I suppose this soap does what soap is meant to do: make water 'wetter'. In that way, Zest's Aqua scented soap is a success. It lathers instantly, and it works to wash away the dirt and the grime and the dried sweat and the dead skin and the less-talked-about areas plagued by accumulated, microscopic fecal matter.

Despite those beneficial qualities, there was something baneful about Zest's Aqua scent. With some anticipation, I cracked open that first stiff cardboard box from the pack of 8, and stepped into the shower. I slathered the frothy discharge from the pale green bar of soap over my body. My eyes started to feel irritated. But only slightly.

By the time I was out of the shower, I could smell the Zest Aqua wafting off my skin. A distressing cocktail of chemicals. A scent that threatens to dry and strip clean the velvety linings of your nasal passages when you breathe it in. A scent that throws your cells into disarray, and jostles loose your DNA supercoils.

I soon pinned down what exactly the soap smelled like by remembering an encounter with a friend.

I wouldn't have known, had I not recently been to my friend's tiny prison cell apartment just off of Wilshire and Western. He's a writer, too, and a musician. He'd just moved in, and found he had a cockroach infestation. The first day I came to visit, with a piping hot vegetarian lasagna freshly cooked and steaming in a flimsy aluminum tray, he whisked me inside. I carried my house-warming dish to his kitchen and set it on the counter top.

What is that smell? I asked. My eyes began to twitch. My vision wavered. My mouth curled into a snarl. I couldn't help it. I was under the influence of noxious chemicals wafting into the air.

My friend fidgeted a bit, but he's never been a shy person. "I've got roaches," he said, "and I just sprayed the bejesus out of the kitchen."

In 1991, a New York Times article claimed humans had made a real dent in the national roach population, I told him, because the available pesticides had become so effective. Now we're in 2013, so there should be a lot of hope in solving your situation.

He pointed to the counter top. I saw the glistening walls, just below the cupboards. I noticed the slick wet tiles on the counter. Then, in the corner, that striking black canister with the yellow letters and silhouette of the offending insect on its back, its squiggly legs poking upward.

He'd soaked the place with Raid's roach killer (shall I review that product, as well, and mention how it smells as fragrant as Zest's Aqua soap? Maybe that's a compliment for the Raid people -- they're in the business of 'cleaning up' too.)

Days later I needed soap. I went to the local grocery store to get garlic, five Red Delicious apples, two small cartons of blackberries, Quaker Oats cereal with good fiber content, and a pound brown rice (I remember it all specifically because I have a problem forgetting trivial things, which is why I'm almost always at my wits' end).

===

Print the passage of the soap review that begins at "I wouldn't have" and stops after "on the counter top.". Rely on nothing but the soap review.

===

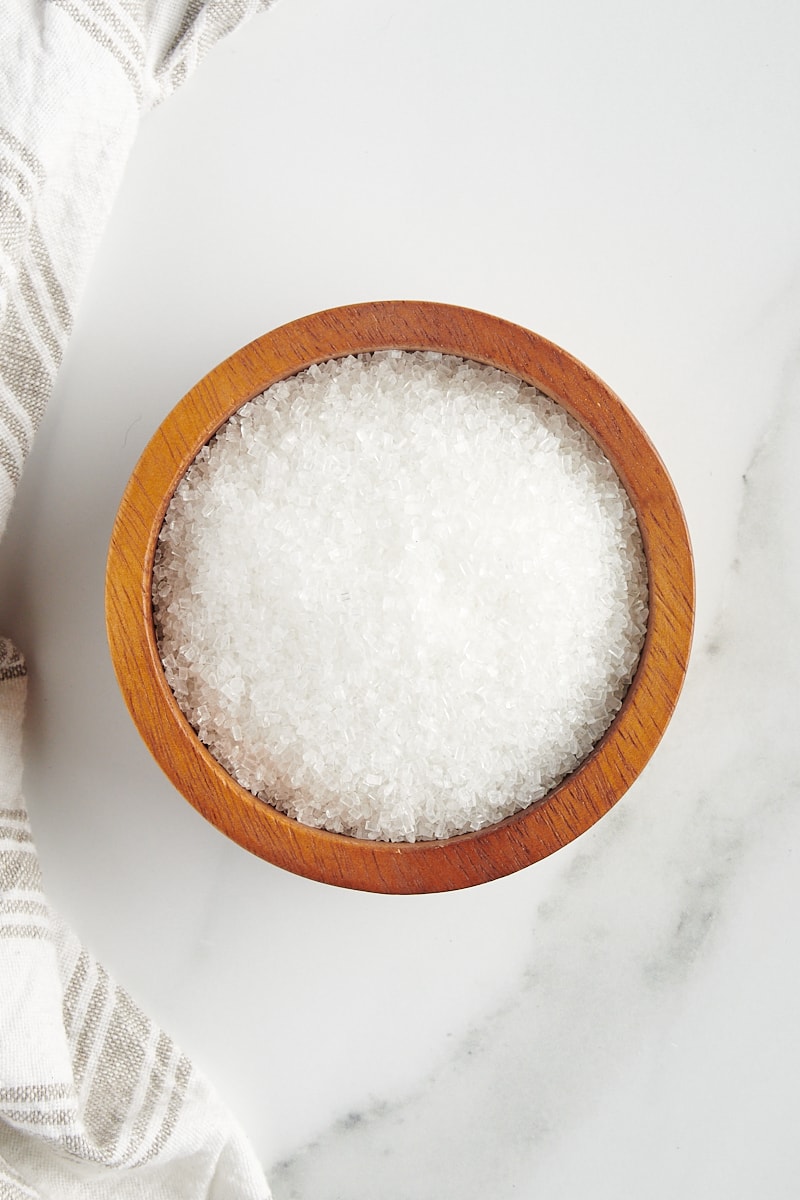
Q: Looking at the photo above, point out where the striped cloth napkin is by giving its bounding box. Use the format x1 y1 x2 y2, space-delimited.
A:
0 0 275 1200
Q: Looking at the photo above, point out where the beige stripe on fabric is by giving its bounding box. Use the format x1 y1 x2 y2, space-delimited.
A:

===

▸ Output:
I wouldn't have known, had I not recently been to my friend's tiny prison cell apartment just off of Wilshire and Western. He's a writer, too, and a musician. He'd just moved in, and found he had a cockroach infestation. The first day I came to visit, with a piping hot vegetarian lasagna freshly cooked and steaming in a flimsy aluminum tray, he whisked me inside. I carried my house-warming dish to his kitchen and set it on the counter top.